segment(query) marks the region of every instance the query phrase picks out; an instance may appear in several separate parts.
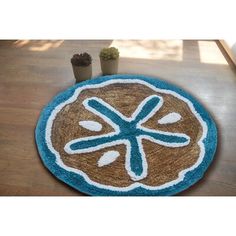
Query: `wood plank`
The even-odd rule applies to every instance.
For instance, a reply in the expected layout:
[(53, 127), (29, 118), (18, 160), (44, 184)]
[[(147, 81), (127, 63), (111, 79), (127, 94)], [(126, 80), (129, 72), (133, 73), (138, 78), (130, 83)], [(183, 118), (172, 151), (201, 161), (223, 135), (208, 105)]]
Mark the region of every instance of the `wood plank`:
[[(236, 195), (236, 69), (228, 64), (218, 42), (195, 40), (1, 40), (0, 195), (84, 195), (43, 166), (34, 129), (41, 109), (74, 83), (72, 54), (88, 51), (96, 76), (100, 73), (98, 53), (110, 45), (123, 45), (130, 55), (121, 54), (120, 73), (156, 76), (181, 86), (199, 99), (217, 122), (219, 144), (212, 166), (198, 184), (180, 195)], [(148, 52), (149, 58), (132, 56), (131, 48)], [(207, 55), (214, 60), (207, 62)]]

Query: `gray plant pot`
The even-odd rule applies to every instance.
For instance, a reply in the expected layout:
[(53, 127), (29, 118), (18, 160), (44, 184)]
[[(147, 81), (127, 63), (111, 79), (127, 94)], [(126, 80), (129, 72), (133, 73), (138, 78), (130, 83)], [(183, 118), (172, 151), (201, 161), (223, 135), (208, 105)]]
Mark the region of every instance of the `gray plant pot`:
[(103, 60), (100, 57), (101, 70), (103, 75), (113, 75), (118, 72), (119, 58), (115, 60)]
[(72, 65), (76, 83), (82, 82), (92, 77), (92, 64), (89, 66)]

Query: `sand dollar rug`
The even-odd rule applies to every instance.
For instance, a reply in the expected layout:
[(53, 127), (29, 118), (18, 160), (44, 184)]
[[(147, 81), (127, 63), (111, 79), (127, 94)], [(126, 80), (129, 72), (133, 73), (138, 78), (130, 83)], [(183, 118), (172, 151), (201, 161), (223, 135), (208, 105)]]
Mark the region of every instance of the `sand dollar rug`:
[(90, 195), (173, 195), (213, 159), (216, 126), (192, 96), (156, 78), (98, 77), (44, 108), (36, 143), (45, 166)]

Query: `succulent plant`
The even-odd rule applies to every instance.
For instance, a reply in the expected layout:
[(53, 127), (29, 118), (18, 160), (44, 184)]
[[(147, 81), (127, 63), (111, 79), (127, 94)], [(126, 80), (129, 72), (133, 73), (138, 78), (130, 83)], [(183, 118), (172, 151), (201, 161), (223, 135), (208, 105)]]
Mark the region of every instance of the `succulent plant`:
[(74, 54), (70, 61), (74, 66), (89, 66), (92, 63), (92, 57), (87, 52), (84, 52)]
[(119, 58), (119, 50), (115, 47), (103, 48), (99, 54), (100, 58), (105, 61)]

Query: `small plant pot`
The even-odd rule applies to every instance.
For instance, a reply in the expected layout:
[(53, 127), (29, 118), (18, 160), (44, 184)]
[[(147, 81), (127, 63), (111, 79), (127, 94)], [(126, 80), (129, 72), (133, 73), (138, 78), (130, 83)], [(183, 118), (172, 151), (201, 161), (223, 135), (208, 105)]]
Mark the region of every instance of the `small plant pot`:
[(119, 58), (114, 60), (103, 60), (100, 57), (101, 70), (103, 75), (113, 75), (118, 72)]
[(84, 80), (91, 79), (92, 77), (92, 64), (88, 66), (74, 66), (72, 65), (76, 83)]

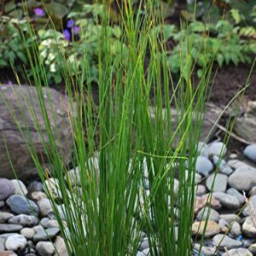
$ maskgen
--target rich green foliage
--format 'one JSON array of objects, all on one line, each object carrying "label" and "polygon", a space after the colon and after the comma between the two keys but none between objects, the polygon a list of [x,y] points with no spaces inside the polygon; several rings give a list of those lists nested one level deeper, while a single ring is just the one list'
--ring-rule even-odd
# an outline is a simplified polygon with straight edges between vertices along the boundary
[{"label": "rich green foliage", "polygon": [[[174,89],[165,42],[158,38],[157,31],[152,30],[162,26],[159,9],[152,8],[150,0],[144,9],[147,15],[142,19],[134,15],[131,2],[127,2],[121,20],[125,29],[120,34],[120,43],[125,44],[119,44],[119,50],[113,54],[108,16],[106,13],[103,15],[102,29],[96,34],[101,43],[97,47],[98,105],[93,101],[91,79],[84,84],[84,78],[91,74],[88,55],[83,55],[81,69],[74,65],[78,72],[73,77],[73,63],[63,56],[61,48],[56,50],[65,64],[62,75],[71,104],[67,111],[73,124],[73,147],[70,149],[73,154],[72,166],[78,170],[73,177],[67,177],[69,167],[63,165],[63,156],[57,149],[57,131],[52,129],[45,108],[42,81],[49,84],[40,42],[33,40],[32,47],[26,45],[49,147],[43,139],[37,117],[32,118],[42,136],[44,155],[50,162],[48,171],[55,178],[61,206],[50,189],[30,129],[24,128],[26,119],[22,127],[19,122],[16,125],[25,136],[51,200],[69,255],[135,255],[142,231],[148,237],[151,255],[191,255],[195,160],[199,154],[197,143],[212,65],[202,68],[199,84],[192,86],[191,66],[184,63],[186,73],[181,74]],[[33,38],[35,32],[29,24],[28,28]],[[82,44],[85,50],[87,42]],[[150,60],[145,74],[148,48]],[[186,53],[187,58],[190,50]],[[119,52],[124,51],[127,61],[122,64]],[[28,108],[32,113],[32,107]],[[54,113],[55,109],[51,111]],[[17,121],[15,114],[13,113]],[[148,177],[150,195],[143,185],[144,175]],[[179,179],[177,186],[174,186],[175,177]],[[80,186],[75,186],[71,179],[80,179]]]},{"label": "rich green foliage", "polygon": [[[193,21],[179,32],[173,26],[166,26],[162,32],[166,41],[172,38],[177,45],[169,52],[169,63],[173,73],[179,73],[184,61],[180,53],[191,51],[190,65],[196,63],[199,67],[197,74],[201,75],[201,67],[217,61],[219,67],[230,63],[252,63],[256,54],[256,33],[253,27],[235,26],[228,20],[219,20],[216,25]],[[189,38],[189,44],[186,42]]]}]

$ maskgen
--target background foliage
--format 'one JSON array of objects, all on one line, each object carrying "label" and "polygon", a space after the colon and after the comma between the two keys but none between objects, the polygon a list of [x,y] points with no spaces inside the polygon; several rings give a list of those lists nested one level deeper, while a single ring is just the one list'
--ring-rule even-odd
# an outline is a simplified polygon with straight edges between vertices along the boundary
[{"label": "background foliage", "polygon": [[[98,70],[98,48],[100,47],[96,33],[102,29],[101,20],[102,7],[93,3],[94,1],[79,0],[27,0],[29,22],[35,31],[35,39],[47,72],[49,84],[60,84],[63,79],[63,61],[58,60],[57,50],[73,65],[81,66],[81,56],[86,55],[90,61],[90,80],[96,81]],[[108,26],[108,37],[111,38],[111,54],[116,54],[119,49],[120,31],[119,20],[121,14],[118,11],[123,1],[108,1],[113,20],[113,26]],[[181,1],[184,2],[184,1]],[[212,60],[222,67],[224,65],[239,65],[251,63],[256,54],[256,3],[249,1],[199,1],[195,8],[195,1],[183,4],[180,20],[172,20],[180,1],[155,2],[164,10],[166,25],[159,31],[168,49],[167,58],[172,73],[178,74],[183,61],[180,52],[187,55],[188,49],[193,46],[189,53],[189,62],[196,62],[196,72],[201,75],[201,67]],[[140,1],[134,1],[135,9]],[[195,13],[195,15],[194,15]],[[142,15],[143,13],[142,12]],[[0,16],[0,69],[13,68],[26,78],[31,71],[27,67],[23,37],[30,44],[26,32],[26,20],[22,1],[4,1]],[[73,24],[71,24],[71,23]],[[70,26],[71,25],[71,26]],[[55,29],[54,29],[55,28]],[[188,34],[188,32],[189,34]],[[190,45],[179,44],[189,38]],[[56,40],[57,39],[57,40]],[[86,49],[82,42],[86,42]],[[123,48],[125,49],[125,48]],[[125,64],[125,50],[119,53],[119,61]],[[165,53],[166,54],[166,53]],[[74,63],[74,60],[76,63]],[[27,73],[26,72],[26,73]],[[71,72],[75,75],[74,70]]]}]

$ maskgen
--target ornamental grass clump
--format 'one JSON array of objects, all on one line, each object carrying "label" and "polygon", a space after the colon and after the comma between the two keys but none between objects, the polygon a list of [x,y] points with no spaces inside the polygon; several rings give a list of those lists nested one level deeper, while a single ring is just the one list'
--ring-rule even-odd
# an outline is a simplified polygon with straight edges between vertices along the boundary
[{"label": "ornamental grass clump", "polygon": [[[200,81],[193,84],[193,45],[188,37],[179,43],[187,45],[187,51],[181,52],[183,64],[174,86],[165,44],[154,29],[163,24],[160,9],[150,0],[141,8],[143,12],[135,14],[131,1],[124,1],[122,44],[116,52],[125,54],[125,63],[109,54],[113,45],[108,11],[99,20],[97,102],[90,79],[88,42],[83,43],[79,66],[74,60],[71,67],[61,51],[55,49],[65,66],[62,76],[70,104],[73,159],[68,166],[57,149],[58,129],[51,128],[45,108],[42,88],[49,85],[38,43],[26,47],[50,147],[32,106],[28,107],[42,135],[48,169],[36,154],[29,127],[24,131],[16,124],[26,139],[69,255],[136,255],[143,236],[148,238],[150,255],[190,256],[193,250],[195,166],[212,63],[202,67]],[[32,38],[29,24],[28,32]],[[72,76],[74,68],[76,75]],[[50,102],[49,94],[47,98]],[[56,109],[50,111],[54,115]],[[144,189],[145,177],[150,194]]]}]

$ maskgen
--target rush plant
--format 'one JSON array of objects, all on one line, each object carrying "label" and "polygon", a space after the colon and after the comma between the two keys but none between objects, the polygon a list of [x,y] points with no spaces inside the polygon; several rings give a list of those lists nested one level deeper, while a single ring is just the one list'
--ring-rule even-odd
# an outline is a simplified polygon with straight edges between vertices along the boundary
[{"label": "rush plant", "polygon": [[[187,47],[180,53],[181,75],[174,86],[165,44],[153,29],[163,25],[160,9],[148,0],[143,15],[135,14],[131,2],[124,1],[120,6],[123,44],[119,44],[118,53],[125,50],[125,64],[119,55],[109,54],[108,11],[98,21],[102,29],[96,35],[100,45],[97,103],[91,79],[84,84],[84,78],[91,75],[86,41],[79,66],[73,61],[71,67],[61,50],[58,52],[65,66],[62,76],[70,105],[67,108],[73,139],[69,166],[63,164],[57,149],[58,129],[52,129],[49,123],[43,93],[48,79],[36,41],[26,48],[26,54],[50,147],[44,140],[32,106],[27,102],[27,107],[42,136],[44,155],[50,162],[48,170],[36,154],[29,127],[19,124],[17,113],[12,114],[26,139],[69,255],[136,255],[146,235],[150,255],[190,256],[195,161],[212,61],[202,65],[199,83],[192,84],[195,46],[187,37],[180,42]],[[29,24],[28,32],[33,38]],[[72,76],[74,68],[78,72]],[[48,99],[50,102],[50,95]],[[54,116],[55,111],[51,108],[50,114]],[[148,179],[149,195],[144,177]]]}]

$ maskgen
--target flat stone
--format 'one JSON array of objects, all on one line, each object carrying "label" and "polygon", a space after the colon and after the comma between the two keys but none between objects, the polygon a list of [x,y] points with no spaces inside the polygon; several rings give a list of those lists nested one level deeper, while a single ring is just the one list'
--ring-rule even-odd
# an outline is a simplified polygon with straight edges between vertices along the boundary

---+---

# The exercise:
Pull out each line of the listing above that contains the word "small".

# Exercise response:
Query: `small plant pot`
Mark the region of every instance of the `small plant pot`:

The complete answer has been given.